- What this task involves: The records below must be retyped exactly.
========
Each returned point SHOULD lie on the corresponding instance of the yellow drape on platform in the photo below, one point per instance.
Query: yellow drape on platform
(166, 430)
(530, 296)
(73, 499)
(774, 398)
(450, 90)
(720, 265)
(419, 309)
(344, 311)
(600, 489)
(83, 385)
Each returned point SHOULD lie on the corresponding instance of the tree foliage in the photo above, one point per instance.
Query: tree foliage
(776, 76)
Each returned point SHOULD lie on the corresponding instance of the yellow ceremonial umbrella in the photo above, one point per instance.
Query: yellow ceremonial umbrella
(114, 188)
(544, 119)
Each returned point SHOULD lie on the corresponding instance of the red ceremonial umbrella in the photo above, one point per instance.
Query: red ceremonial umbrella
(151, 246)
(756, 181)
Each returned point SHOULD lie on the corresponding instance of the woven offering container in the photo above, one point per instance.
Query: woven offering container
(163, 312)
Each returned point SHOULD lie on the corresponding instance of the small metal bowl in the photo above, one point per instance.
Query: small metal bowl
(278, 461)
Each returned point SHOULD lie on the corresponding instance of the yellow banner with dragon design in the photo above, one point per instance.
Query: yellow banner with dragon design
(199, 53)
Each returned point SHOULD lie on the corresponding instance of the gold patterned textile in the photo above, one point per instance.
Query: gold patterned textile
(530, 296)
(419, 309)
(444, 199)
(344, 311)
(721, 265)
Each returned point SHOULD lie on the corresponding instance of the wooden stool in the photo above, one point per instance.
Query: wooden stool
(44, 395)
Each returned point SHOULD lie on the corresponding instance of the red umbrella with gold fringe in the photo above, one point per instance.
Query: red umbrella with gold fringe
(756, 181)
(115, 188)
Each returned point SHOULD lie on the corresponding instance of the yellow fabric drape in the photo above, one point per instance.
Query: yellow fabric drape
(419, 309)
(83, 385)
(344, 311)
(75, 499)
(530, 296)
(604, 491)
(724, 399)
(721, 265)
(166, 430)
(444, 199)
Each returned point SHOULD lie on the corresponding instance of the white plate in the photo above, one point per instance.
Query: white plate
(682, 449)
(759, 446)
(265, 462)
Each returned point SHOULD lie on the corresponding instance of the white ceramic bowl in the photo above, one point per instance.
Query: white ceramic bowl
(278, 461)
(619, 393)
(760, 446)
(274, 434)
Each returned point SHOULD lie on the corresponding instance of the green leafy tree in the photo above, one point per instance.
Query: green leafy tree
========
- Exercise answer:
Each returned point SHOULD lie on the corresponding instance of the yellow drape on platform in the photo below, one point per instance.
Query: yellow drape on platform
(166, 430)
(530, 296)
(73, 499)
(774, 398)
(450, 90)
(720, 265)
(419, 309)
(344, 311)
(600, 489)
(83, 385)
Each returned point SHOULD lie on the corresponding instance of the tree foliage in the photo above, one point per instance.
Query: tree foliage
(776, 76)
Each returned point SHOULD lie on the corresponding instance of the yellow ceremonial umbrella in the photo above, one point per instance.
Query: yellow ceremonial umbrella
(114, 188)
(544, 119)
Each returned point SHOULD lie on the corresponding instance of the red ceremonial umbrella in the photo above, one point per instance.
Query: red ceremonial umbrella
(151, 246)
(756, 181)
Each returned point SHOULD lie on the corresponding instance of the woven offering container in the photo above, one point per instance.
Query: woven offering container
(163, 312)
Each returned point SHOULD lie on the corresponding instance of the small metal bowl in the photo above, one point per instance.
Query: small metal bowl
(278, 461)
Each returned point SHOULD lie on the corresponding instance of the yellow banner with dragon design in the photo above, one point per instance.
Query: yellow banner with dragon design
(199, 53)
Each returned point SHOULD lie on the corresponding instance of the gold patterned textile in the photo above, one point per instance.
Query: gold patterned textile
(530, 296)
(419, 309)
(444, 199)
(344, 311)
(721, 265)
Each returned point SHOULD lie on the corresponding instance of the wooden stool in the photo above, one point per instance.
Query: wooden stool
(44, 395)
Each returned point SHOULD lie on the corresponding instance of the red umbrella with gold fringe in the photo above, one point per instance.
Query: red umbrella with gold fringe
(756, 181)
(115, 188)
Each returned point SHOULD lie on the corresponding instance of the yellow fabric drape in the photo above, one point per instance.
Query: yellow fabric drape
(419, 309)
(83, 385)
(344, 311)
(75, 499)
(530, 296)
(604, 491)
(724, 399)
(721, 265)
(166, 430)
(444, 199)
Each returned point SHOULD lie on the corresponding instance of the white plate in the photo above, one point per instance.
Query: white plate
(682, 449)
(759, 446)
(265, 462)
Each returned point SHOULD lie on the corresponding instance of the white ceramic bowl in the photo above, one point per instance.
Query: white ceramic bowl
(278, 461)
(619, 393)
(760, 446)
(274, 434)
Each returned point SHOULD lie on the corresponding instance of the green leafy tree in the photo above, one point per instance.
Query: green leafy tree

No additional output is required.